### Exercise description
Lines in which "body" appears should be pulled from the data below.

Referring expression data
##############################

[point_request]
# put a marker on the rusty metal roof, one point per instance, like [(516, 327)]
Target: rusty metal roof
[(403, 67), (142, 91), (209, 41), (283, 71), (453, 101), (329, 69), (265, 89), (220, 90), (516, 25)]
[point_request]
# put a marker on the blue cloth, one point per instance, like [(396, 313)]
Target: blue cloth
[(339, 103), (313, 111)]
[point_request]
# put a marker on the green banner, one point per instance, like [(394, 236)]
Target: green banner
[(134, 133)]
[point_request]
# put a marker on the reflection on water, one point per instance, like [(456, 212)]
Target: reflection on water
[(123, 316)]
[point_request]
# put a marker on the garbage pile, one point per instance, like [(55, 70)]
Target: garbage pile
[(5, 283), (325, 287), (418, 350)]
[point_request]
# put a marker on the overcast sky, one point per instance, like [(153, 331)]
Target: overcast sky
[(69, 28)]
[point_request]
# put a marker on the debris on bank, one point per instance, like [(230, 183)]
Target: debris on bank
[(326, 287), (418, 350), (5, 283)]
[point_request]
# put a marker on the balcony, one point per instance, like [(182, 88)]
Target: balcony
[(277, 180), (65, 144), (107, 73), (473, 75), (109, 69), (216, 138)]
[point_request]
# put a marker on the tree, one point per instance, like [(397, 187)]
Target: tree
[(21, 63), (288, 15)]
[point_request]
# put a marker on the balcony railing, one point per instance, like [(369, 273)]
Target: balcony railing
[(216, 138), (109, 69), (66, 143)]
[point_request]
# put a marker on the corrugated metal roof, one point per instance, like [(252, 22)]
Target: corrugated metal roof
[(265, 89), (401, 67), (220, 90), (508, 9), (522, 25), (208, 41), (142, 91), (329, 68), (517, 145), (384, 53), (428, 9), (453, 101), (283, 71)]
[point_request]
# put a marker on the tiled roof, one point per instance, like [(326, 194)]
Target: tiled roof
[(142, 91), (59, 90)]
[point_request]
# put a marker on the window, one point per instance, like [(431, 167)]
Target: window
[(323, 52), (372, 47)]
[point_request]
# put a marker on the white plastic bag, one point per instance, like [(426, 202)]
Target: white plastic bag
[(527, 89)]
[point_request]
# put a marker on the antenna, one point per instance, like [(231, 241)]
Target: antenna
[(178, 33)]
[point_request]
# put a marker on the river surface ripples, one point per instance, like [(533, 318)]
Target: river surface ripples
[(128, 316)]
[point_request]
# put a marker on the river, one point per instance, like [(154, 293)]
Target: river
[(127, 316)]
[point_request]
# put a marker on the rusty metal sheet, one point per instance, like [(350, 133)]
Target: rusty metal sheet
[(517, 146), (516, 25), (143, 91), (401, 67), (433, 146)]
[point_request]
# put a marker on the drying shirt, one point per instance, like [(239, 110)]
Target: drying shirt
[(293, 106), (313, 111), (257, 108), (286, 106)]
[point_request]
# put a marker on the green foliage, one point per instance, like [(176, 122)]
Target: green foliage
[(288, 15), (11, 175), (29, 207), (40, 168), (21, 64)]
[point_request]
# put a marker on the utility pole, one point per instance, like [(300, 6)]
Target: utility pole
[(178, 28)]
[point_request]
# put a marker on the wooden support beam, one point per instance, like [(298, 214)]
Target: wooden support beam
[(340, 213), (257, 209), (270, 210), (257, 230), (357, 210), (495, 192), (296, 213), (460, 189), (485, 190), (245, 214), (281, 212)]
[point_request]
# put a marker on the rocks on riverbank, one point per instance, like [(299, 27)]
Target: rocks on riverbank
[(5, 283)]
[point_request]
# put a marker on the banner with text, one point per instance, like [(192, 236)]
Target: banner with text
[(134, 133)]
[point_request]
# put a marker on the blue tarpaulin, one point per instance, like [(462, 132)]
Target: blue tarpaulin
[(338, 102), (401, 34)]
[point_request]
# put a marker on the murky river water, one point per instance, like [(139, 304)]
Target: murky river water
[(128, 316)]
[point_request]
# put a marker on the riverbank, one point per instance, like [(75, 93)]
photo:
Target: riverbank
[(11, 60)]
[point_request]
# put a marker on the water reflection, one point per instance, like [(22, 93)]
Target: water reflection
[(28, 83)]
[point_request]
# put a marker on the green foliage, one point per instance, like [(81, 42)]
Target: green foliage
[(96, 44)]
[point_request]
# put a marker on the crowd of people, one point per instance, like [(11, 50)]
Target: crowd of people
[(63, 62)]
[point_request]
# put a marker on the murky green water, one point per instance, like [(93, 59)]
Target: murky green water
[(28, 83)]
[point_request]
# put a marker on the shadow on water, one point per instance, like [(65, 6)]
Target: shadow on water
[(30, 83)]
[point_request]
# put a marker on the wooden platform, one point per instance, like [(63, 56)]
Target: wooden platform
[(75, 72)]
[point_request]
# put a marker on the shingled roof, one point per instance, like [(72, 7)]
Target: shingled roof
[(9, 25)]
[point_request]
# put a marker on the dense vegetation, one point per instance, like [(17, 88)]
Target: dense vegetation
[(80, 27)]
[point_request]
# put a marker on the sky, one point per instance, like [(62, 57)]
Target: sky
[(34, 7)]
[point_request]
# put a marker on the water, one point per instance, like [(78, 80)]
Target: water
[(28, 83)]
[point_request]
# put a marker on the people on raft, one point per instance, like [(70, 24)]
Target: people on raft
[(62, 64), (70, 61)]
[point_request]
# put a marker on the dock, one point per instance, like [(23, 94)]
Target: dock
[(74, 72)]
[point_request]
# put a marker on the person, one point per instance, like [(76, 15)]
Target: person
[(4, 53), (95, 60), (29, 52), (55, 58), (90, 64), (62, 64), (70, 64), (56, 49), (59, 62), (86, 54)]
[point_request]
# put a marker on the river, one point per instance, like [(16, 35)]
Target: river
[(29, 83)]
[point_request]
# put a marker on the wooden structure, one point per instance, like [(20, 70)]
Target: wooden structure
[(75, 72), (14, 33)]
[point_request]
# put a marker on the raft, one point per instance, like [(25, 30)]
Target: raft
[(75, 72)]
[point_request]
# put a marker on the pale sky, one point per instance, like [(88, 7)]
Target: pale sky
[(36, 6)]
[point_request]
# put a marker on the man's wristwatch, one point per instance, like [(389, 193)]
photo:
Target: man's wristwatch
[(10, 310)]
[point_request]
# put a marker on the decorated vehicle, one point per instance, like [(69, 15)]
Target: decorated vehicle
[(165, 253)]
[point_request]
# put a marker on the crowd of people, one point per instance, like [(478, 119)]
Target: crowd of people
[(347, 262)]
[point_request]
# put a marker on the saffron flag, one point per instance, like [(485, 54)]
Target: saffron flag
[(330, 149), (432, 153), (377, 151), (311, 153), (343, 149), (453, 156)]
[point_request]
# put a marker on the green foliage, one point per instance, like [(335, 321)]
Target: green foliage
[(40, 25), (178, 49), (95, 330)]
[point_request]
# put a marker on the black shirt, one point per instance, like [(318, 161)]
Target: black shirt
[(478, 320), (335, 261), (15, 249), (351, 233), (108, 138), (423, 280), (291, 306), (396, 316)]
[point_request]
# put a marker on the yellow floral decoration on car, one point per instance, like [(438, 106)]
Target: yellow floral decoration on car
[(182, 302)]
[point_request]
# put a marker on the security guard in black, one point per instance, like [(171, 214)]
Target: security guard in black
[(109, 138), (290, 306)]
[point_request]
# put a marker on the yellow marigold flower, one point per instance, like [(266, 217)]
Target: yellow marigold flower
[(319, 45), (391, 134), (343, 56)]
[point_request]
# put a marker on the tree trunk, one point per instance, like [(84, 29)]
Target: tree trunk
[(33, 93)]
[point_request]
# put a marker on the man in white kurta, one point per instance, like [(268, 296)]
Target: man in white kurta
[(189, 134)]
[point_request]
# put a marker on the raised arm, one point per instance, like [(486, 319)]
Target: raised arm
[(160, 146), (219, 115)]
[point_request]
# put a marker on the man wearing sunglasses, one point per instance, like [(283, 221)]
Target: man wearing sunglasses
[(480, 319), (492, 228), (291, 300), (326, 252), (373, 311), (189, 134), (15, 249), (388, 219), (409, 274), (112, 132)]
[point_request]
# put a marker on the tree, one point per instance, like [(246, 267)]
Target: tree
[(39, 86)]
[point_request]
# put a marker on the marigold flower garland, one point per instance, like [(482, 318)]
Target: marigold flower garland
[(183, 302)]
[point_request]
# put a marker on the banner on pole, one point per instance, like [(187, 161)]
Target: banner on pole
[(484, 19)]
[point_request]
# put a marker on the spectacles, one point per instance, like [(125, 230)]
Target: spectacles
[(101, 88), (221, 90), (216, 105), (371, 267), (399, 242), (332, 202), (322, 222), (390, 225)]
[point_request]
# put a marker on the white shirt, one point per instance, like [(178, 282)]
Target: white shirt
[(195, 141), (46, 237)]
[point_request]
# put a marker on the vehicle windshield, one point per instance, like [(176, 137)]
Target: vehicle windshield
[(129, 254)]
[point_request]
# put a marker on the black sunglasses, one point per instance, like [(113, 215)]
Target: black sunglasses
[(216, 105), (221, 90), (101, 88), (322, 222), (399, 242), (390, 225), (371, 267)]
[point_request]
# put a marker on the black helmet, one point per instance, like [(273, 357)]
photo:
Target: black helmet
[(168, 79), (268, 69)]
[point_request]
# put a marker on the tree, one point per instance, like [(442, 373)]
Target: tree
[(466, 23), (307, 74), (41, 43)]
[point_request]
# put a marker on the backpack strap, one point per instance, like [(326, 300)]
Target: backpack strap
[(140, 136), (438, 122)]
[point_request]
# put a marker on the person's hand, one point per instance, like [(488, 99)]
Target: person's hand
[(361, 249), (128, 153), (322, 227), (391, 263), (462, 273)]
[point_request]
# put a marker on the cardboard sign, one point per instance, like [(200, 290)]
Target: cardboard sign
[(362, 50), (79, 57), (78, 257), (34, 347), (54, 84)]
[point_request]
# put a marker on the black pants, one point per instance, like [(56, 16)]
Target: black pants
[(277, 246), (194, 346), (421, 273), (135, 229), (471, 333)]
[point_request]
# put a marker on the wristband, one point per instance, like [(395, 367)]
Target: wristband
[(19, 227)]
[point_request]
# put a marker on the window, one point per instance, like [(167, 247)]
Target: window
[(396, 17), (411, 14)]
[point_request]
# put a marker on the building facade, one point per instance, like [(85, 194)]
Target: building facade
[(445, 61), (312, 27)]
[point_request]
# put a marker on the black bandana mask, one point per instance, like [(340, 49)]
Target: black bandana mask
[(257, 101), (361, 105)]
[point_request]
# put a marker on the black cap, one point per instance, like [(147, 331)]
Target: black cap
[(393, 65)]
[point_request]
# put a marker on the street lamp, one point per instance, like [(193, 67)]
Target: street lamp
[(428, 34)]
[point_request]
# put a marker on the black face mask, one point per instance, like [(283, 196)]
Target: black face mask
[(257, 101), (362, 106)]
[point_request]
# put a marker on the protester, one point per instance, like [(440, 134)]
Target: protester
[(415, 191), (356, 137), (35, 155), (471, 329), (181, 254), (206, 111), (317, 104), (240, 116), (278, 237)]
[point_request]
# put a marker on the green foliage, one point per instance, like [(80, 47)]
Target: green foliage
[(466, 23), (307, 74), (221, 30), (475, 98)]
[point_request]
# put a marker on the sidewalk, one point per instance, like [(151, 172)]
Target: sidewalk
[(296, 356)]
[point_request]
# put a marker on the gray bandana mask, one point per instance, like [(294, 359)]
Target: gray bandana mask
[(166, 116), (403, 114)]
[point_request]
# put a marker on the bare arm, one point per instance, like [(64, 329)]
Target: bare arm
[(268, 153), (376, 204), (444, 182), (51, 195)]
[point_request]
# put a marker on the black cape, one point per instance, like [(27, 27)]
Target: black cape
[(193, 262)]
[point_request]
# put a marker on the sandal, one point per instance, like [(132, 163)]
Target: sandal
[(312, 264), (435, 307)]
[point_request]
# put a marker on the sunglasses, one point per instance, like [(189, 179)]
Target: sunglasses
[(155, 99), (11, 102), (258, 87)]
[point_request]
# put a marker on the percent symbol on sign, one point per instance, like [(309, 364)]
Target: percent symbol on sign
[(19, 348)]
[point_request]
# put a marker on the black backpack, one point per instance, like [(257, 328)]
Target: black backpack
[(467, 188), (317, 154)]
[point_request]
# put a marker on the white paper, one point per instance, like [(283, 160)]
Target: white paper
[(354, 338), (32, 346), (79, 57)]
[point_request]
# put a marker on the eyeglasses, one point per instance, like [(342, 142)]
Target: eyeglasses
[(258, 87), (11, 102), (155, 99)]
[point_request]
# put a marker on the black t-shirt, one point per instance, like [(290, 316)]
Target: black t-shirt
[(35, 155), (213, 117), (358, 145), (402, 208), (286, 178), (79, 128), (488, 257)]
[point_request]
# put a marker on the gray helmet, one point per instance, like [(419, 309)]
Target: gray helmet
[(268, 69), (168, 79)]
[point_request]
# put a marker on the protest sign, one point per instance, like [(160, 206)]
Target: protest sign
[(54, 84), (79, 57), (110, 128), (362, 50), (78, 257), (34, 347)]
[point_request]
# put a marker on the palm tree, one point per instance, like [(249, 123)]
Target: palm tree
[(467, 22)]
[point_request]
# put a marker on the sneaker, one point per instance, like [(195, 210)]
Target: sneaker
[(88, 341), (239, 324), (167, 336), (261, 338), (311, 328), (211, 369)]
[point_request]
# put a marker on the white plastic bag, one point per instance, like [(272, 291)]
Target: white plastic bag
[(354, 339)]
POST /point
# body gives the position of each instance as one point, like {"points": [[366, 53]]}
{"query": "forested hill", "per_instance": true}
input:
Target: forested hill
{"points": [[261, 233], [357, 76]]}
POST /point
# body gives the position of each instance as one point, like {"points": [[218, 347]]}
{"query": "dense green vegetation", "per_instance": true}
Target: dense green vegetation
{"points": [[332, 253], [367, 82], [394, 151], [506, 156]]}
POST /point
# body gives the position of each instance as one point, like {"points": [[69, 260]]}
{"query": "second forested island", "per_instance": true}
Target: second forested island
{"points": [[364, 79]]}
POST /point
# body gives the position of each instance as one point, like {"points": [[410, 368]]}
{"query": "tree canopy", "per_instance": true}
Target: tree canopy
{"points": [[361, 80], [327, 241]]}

##############################

### Task output
# body gives the position of each instance as one point, like {"points": [[366, 53]]}
# body gives the position of each instance as one point, like {"points": [[218, 347]]}
# body gives the position of each instance as one point, like {"points": [[69, 260]]}
# body gives the position of each instance as one point, like {"points": [[410, 368]]}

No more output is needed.